Work task
Check every line of the data for the word "window", and copy those that have it.

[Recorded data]
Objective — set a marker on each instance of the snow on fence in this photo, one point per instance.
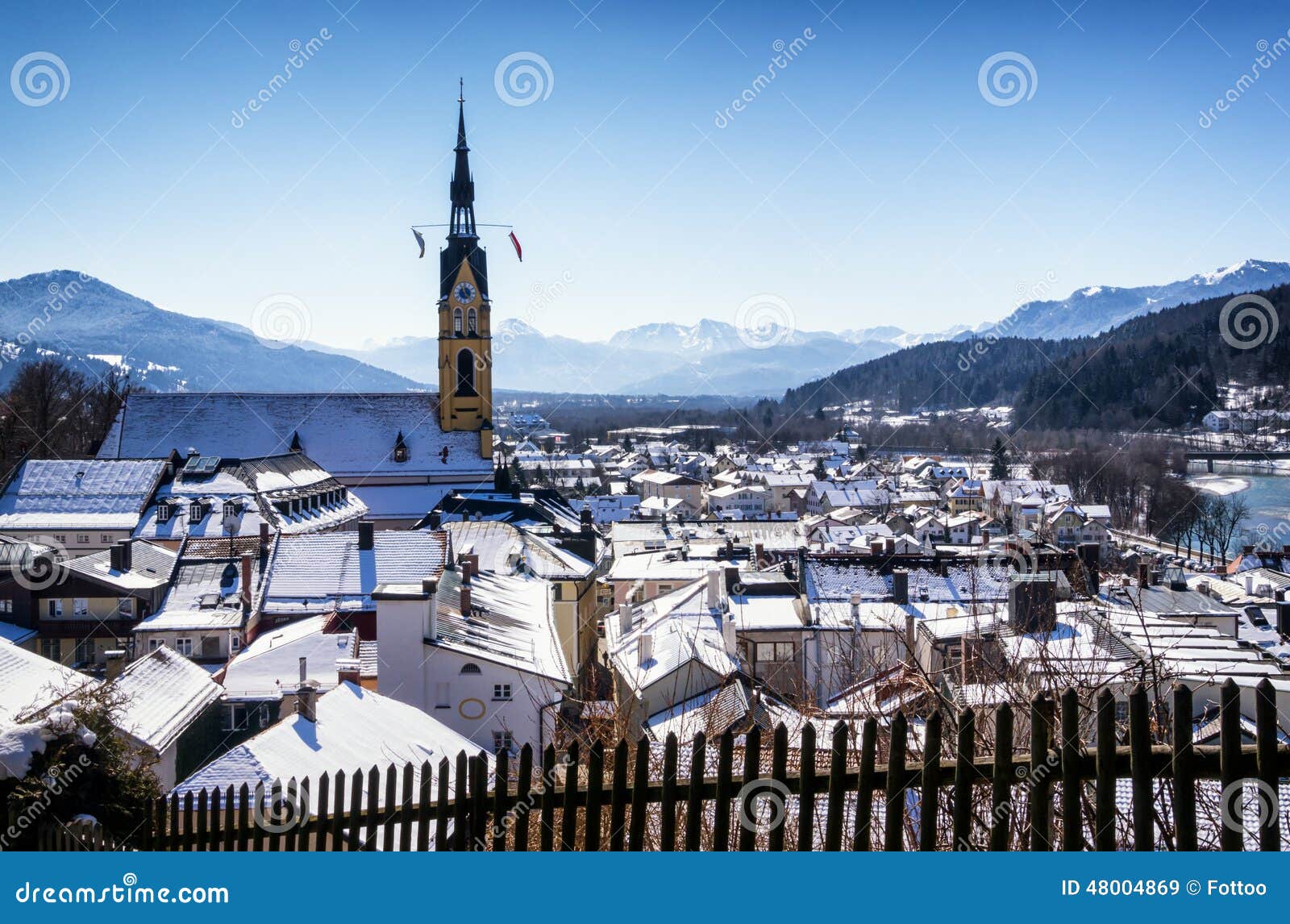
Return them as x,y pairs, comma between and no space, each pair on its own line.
739,794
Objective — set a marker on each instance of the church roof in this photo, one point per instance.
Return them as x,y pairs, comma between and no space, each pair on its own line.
350,435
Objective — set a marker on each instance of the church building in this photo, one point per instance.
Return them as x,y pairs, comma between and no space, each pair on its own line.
402,453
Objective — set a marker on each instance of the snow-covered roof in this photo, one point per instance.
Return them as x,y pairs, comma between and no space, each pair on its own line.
355,730
30,681
79,493
271,664
165,693
331,565
350,435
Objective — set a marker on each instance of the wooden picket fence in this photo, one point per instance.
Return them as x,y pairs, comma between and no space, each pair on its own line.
618,799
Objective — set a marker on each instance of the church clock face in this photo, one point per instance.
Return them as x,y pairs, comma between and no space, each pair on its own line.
464,293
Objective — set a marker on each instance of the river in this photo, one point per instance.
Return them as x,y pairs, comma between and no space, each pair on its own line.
1267,494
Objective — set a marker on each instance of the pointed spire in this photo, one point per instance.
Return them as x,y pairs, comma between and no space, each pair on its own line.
462,187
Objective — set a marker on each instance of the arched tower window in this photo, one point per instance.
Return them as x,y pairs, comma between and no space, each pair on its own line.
466,373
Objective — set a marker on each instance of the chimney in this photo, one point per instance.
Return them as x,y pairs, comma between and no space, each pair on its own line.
729,636
307,700
645,649
115,664
347,672
431,588
1284,618
715,589
901,586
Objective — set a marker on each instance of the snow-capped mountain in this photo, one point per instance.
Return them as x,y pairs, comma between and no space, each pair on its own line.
94,326
1101,307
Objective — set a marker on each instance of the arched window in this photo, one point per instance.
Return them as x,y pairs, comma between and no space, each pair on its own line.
466,373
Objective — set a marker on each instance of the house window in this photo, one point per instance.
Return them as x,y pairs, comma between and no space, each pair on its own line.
466,373
776,651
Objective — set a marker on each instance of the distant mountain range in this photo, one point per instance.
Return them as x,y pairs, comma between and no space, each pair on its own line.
101,326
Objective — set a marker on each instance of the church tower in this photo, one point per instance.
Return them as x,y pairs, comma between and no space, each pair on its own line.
464,339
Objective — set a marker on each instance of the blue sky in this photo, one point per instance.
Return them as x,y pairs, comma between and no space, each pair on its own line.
870,182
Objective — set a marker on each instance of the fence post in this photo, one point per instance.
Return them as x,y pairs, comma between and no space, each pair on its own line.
569,817
893,820
1040,773
1231,836
929,810
806,794
1072,785
1105,808
595,795
751,771
965,773
1001,791
863,836
1266,745
836,789
1184,771
1139,771
726,782
524,797
668,801
694,799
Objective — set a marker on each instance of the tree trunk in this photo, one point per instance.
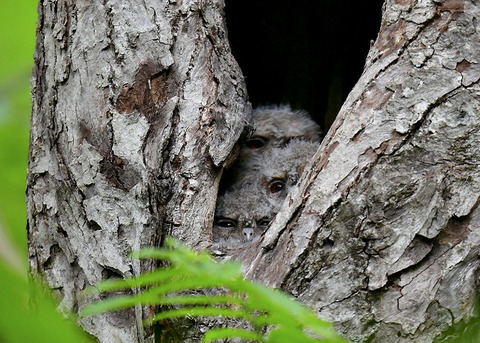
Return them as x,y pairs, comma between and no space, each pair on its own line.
382,235
137,108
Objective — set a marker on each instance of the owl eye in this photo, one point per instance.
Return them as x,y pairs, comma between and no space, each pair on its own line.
225,223
256,143
264,222
276,186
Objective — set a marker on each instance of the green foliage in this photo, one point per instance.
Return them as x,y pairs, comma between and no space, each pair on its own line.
273,316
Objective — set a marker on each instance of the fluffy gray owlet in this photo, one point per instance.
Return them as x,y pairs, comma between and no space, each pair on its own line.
278,169
276,125
242,214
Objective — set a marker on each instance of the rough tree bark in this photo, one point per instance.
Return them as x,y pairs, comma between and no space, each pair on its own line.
138,105
383,234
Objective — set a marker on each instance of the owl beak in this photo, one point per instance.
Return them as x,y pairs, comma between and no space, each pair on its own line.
248,233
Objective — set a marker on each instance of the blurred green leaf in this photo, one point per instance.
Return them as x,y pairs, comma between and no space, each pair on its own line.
274,316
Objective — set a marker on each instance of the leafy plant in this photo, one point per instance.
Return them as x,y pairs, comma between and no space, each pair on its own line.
271,315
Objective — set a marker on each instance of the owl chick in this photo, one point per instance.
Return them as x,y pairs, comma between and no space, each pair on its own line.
276,125
242,214
275,171
280,168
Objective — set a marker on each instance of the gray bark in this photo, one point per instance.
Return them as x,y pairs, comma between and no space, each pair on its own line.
383,234
138,105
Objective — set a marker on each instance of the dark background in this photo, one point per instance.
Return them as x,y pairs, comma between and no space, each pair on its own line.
306,53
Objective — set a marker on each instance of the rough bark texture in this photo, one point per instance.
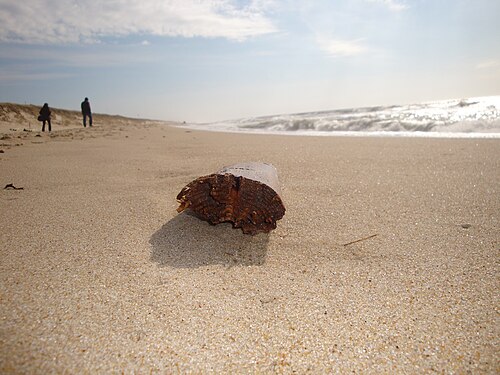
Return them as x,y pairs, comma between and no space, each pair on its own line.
245,194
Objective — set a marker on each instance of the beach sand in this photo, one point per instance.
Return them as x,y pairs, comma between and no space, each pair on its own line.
100,274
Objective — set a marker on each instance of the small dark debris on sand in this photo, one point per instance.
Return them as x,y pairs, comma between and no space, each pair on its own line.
12,187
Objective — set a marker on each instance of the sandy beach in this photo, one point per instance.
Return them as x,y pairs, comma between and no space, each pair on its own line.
99,274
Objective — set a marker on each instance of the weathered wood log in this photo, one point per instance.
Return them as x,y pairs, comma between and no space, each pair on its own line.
245,194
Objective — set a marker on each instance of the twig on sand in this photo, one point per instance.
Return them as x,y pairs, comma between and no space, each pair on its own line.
361,239
11,186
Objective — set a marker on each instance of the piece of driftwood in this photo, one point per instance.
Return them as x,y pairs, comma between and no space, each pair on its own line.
245,194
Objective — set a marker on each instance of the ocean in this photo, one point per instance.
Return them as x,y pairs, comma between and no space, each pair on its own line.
455,118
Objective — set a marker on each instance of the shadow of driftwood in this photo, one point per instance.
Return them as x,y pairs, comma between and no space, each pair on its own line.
187,242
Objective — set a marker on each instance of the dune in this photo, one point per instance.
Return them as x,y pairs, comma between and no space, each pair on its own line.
386,260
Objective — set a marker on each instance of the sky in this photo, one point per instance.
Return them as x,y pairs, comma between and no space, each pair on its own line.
210,60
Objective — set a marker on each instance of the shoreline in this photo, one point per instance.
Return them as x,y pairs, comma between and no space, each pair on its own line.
100,274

Answer below
Objective — set a marker on each instance of the arched tower window in this photo, one point per instance.
Objective — set a marker on each instance of the arched window in this photo, one point per instance.
Objective — set a marker on each instance of the house window in this photo, one point per instance.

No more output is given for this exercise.